Task instructions =>
Return all of the rows below verbatim, without changing anything.

***** Task inputs *****

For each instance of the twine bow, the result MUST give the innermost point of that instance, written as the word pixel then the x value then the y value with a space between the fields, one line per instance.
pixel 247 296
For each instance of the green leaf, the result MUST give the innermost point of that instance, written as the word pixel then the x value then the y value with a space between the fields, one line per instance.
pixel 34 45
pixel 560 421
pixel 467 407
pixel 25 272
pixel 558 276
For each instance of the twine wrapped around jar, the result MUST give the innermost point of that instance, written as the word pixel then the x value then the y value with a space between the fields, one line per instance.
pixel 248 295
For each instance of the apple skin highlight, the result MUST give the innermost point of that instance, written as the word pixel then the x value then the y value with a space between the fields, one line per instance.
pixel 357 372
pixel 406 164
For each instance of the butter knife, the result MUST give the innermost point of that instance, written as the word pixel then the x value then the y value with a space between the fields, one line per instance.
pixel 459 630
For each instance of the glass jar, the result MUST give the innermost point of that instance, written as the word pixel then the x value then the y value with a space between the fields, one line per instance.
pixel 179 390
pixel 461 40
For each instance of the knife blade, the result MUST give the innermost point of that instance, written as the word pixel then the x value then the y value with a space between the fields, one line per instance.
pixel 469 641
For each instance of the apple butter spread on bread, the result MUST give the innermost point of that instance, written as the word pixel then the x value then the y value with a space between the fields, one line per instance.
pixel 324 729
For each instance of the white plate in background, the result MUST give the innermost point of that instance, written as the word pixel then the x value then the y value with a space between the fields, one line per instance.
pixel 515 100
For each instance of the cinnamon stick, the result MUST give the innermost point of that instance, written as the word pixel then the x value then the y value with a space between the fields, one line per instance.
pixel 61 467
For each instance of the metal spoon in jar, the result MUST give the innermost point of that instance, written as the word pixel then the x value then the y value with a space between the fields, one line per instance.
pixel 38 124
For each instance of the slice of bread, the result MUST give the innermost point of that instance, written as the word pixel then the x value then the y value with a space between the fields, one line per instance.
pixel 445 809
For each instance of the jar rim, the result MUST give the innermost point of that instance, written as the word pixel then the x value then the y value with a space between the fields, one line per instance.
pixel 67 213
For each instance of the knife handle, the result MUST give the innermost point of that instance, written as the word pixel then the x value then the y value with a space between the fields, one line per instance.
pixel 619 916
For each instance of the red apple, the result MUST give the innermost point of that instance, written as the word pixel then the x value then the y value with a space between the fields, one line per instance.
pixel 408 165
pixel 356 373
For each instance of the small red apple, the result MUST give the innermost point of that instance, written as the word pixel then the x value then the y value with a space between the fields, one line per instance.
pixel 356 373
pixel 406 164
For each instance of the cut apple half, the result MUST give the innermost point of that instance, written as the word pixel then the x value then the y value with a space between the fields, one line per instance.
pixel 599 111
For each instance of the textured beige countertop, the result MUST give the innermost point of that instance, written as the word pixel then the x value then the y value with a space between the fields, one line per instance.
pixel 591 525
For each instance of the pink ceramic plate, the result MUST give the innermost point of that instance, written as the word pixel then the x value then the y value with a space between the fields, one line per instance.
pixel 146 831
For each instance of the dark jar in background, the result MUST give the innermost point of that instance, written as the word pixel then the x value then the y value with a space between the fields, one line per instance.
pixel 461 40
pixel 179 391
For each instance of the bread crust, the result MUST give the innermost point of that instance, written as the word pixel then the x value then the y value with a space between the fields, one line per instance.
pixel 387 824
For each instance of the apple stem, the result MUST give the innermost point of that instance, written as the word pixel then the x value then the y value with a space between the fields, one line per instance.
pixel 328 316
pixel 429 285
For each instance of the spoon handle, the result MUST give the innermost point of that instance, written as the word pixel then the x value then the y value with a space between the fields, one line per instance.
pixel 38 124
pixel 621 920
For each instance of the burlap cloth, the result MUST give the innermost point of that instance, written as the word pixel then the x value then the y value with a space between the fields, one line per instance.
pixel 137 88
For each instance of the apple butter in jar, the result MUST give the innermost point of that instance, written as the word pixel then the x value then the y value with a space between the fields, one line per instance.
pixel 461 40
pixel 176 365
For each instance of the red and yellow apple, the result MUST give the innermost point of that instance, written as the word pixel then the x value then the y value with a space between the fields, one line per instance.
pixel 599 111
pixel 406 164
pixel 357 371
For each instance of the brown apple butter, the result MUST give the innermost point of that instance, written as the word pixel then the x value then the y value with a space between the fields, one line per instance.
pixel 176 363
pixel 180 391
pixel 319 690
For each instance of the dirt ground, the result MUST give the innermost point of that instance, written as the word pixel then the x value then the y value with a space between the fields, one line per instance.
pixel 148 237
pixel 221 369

*****

Completed task =>
For each instance of the twine bow, the result MUST give the innermost point of that instance, written as the word pixel then the x value then the y value with a space between the fields, one line per instance.
pixel 247 296
For each instance of the green leaf, the result MUST give the innermost point of that instance, written as the word pixel then the x value then the y value with a space between the fields, one line per instance.
pixel 34 45
pixel 560 421
pixel 467 407
pixel 25 272
pixel 558 276
For each instance of the twine wrapped around jar, the result MUST give the innermost point of that instance, written as the word pixel then the x value then the y value with a space between the fields, one line per instance.
pixel 248 295
For each instance of the apple skin highlight, the result MUST give the innermost point of that instance, written as the word pixel then the x value then the y value with a space between the fields, one line per instance.
pixel 357 372
pixel 406 164
For each instance of the butter knife, the result MUST give the innermost point of that instance, written as the word pixel then the x value then the y value with a space between the fields, one line per instance.
pixel 459 630
For each instance of the glass jar, the result MUST give the innermost point of that instance, written as the word pixel then the x value then the y value with a space between the fields, one line per instance.
pixel 179 390
pixel 461 40
For each instance of the knife blade, the result MUST give the innermost point of that instance, written as the word pixel then the x value then the y value with a space between the fields, one line per instance.
pixel 469 641
For each instance of the apple butter spread on bread, the result MUST give the innermost point of that instance, written as the word pixel then the x value then the y value with a space between the fields, one line per instance.
pixel 324 729
For each instance of the white plate in background, the result MUST give the innermost point of that instance, written as the word pixel then the x value then the y value with a space between the fields, one line per instance.
pixel 515 100
For each instance of the cinnamon stick, the result MUST give the innermost point of that instance, written as the word pixel then the x value then the y value with a space between the fields, one line per instance.
pixel 61 467
For each instance of the metal spoon in jar, the result MUST give the innermost point of that instance, written as the word pixel then the x value then the y value with a space between the fields, one line per instance.
pixel 38 124
For each instance of the slice of bread, the result MUST give the innermost point of that instance, written as the word pixel then the x value then the y value with a space between the fields, one line per instance.
pixel 445 809
For each instance of the jar rim, the result MUST give the innermost point of that instance, written as the word pixel then the x value then the y value with a space between the fields, one line per instance.
pixel 67 213
For each instance of the knife handle, the result MUST give the innermost point of that instance, written as the word pixel then the x value then the y value with a space between the fields, one line per instance.
pixel 619 916
For each instance of the red apple, the result MUST give the innermost point of that instance, written as the word pixel then the x value then the y value with a space between the fields, one line per instance.
pixel 408 165
pixel 356 373
For each instance of the small red apple, the result MUST give the innermost point of that instance, written as the word pixel then the x value then the y value with a space between the fields, one line per instance.
pixel 356 373
pixel 406 164
For each instance of the cut apple half, the result MUST give the innermost point of that instance, written as the word pixel then the x value then the y value with a space between the fields, one line per instance.
pixel 599 111
For each instance of the textured beige countertop, the result MUST give the innermost point of that instance, written as the word pixel then the x value then the y value with a space between the fields, one line per instance.
pixel 591 525
For each instance of the pink ceramic plate, the result MUST give the innermost point of that instance, written as the word pixel then the x value then the y value with a space between the fields, one line per instance.
pixel 146 831
For each instance of the dark jar in background, the result MUST give the innermost point of that instance, written as the word pixel then the x value then the y value with a space between the fields, one line per instance.
pixel 461 40
pixel 179 391
For each instance of the bread crust, the result MUST give the innermost point of that instance, written as the word pixel then the x value then the y value with a space between the fields, one line per instance.
pixel 387 824
For each instance of the apple stem, the result MUST give the innermost point of that instance, written as the word pixel then the x value then the y value with a space between the fields, one line per instance.
pixel 328 316
pixel 429 285
For each instance of the spoon handle, the result MUST give the innermost point of that instance, written as the word pixel then the x value then the y value with a space between the fields, one line per instance.
pixel 38 124
pixel 621 920
For each instance of the burlap cloth, the result MUST give the innermost point of that instance, written as the word pixel then the x value then the y value with a space between the fields, one line per instance.
pixel 137 88
For each instance of the apple butter in jar, the result MUST give the innermost point of that instance, written as the word pixel then the x value then the y value with a space between the fields, one line per instance.
pixel 461 40
pixel 176 365
For each instance of the red and yellow apple, the result MUST give the innermost point of that instance, written as the word pixel then the x value then the y value with a space between the fields, one line per instance.
pixel 599 111
pixel 406 164
pixel 357 371
For each instance of the brown apple butter, the result MUST give the innermost point of that instance, written as the word pixel then the x value then the y value with a space between the fields, one line per instance.
pixel 176 363
pixel 180 391
pixel 319 690
For each instance of the dirt ground, the result MUST give the innermost point of that instance, written as the word pixel then the x value then the y value with a space between the fields, one line per instance.
pixel 148 237
pixel 221 369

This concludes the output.